BEGIN RECORDS FOR THE EXERCISE
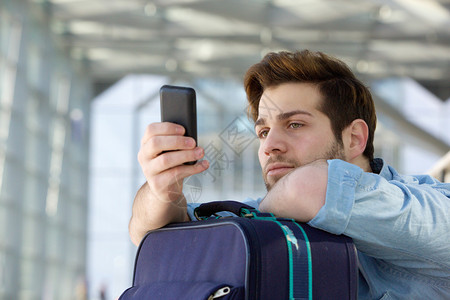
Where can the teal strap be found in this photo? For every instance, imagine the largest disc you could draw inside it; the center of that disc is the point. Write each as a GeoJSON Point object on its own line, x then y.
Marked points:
{"type": "Point", "coordinates": [308, 247]}
{"type": "Point", "coordinates": [299, 254]}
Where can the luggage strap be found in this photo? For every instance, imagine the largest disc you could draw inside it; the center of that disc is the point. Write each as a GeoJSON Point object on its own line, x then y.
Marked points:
{"type": "Point", "coordinates": [300, 284]}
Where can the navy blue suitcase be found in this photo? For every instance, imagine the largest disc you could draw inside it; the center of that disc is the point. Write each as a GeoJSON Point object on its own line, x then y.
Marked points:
{"type": "Point", "coordinates": [254, 256]}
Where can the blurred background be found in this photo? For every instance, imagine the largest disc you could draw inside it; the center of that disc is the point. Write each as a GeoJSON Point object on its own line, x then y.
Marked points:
{"type": "Point", "coordinates": [79, 82]}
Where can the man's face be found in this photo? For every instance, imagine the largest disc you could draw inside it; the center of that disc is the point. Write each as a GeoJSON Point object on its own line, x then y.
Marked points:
{"type": "Point", "coordinates": [292, 131]}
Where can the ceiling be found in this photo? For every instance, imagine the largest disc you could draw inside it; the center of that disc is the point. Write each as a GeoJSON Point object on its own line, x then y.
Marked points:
{"type": "Point", "coordinates": [222, 38]}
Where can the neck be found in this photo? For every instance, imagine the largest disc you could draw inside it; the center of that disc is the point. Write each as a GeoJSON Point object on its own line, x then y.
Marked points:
{"type": "Point", "coordinates": [362, 162]}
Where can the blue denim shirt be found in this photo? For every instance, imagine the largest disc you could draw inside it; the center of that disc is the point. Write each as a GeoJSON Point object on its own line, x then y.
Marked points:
{"type": "Point", "coordinates": [399, 224]}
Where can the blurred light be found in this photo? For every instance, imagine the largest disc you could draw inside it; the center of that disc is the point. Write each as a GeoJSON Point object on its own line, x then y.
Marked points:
{"type": "Point", "coordinates": [266, 36]}
{"type": "Point", "coordinates": [150, 9]}
{"type": "Point", "coordinates": [171, 65]}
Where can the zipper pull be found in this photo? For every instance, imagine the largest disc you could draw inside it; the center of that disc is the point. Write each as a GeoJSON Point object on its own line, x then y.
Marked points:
{"type": "Point", "coordinates": [220, 292]}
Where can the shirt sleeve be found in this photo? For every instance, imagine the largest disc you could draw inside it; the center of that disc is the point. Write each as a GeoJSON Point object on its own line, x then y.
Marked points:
{"type": "Point", "coordinates": [387, 219]}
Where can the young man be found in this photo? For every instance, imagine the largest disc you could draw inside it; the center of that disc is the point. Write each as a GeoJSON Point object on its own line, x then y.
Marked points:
{"type": "Point", "coordinates": [316, 122]}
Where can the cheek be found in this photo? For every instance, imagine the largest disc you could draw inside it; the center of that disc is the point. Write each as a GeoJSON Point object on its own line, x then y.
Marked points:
{"type": "Point", "coordinates": [261, 156]}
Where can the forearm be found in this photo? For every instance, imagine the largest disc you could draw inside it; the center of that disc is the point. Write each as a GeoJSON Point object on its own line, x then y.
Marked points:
{"type": "Point", "coordinates": [149, 213]}
{"type": "Point", "coordinates": [300, 194]}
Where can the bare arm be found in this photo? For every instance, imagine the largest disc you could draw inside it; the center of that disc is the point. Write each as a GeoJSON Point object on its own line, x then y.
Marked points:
{"type": "Point", "coordinates": [160, 200]}
{"type": "Point", "coordinates": [300, 194]}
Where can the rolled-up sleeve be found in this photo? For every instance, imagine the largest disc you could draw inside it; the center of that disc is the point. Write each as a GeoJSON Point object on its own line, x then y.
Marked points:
{"type": "Point", "coordinates": [399, 218]}
{"type": "Point", "coordinates": [335, 214]}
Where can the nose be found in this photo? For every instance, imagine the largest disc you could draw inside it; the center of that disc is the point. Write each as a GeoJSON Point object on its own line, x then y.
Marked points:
{"type": "Point", "coordinates": [274, 143]}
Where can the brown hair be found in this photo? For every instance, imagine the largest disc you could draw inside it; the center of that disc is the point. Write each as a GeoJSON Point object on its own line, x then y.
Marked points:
{"type": "Point", "coordinates": [345, 98]}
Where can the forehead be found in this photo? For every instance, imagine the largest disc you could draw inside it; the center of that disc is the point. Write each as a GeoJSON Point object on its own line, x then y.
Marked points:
{"type": "Point", "coordinates": [287, 97]}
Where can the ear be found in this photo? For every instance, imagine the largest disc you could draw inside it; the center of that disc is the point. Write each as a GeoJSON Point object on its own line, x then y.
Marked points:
{"type": "Point", "coordinates": [357, 135]}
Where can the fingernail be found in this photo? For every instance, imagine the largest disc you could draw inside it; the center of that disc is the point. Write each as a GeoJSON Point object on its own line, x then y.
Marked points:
{"type": "Point", "coordinates": [199, 153]}
{"type": "Point", "coordinates": [205, 163]}
{"type": "Point", "coordinates": [190, 143]}
{"type": "Point", "coordinates": [179, 129]}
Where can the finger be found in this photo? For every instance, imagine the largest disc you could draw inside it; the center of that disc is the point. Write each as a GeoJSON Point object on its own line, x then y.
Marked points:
{"type": "Point", "coordinates": [175, 176]}
{"type": "Point", "coordinates": [161, 128]}
{"type": "Point", "coordinates": [158, 144]}
{"type": "Point", "coordinates": [170, 160]}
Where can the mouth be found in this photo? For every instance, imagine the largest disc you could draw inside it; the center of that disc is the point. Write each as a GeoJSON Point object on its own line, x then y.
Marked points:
{"type": "Point", "coordinates": [277, 169]}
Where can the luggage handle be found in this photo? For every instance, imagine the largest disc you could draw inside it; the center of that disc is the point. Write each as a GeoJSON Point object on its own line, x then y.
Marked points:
{"type": "Point", "coordinates": [205, 210]}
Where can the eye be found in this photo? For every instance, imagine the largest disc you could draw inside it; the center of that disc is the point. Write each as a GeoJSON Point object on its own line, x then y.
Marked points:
{"type": "Point", "coordinates": [295, 125]}
{"type": "Point", "coordinates": [263, 133]}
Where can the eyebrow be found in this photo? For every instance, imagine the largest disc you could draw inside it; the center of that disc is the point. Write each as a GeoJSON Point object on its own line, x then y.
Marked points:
{"type": "Point", "coordinates": [284, 116]}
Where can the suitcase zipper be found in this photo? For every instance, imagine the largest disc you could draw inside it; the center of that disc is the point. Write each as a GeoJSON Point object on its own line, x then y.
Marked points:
{"type": "Point", "coordinates": [220, 292]}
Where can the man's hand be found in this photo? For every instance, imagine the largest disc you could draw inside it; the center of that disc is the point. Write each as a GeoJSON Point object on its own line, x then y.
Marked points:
{"type": "Point", "coordinates": [300, 194]}
{"type": "Point", "coordinates": [160, 200]}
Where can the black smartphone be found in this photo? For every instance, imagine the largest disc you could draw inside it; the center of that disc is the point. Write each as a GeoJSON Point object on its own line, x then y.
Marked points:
{"type": "Point", "coordinates": [178, 105]}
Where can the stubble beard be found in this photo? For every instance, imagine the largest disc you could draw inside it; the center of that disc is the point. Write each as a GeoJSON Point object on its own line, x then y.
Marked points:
{"type": "Point", "coordinates": [335, 151]}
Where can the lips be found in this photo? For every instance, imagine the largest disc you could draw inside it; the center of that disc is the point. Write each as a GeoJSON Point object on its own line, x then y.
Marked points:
{"type": "Point", "coordinates": [278, 168]}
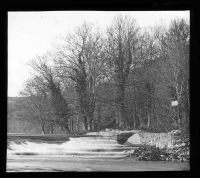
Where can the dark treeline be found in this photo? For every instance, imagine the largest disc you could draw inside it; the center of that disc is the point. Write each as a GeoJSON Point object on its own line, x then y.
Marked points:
{"type": "Point", "coordinates": [123, 78]}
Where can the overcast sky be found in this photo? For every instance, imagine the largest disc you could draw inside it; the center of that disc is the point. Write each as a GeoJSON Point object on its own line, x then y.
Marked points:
{"type": "Point", "coordinates": [34, 33]}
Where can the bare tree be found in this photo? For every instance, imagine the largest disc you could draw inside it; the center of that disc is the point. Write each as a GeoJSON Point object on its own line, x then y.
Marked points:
{"type": "Point", "coordinates": [81, 61]}
{"type": "Point", "coordinates": [121, 50]}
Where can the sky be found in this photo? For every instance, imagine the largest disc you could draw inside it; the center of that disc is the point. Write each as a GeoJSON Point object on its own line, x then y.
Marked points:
{"type": "Point", "coordinates": [34, 33]}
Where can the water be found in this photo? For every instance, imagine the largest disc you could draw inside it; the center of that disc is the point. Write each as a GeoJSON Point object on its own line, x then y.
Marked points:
{"type": "Point", "coordinates": [77, 154]}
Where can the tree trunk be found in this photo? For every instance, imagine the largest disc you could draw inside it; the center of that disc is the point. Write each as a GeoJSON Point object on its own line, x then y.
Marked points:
{"type": "Point", "coordinates": [122, 121]}
{"type": "Point", "coordinates": [149, 120]}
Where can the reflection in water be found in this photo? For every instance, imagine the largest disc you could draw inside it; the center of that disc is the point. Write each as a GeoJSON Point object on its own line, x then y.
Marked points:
{"type": "Point", "coordinates": [77, 154]}
{"type": "Point", "coordinates": [83, 146]}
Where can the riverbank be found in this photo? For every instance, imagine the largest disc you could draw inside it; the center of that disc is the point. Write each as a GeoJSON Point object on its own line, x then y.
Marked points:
{"type": "Point", "coordinates": [82, 165]}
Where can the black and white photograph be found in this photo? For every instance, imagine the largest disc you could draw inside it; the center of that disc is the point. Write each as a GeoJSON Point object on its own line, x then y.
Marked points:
{"type": "Point", "coordinates": [92, 91]}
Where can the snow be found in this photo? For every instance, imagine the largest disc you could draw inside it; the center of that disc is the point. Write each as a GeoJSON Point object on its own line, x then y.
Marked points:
{"type": "Point", "coordinates": [135, 139]}
{"type": "Point", "coordinates": [174, 103]}
{"type": "Point", "coordinates": [110, 132]}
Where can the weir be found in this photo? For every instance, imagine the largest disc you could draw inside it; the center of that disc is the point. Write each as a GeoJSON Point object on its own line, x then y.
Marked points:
{"type": "Point", "coordinates": [84, 147]}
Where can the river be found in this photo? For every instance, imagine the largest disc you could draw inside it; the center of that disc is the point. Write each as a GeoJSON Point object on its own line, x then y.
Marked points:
{"type": "Point", "coordinates": [87, 153]}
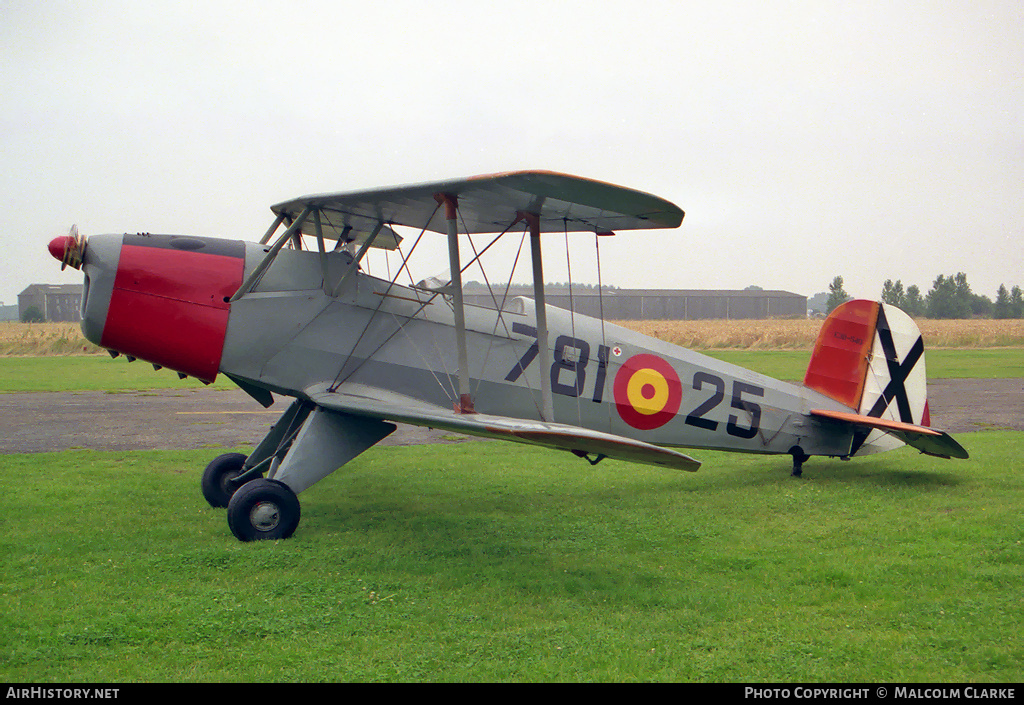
END RECORDS FOR THE EXERCISE
AIM OF THE EXERCISE » Count every line of the entries that includes "shirt", and say the number alone.

RESPONSE AREA » 2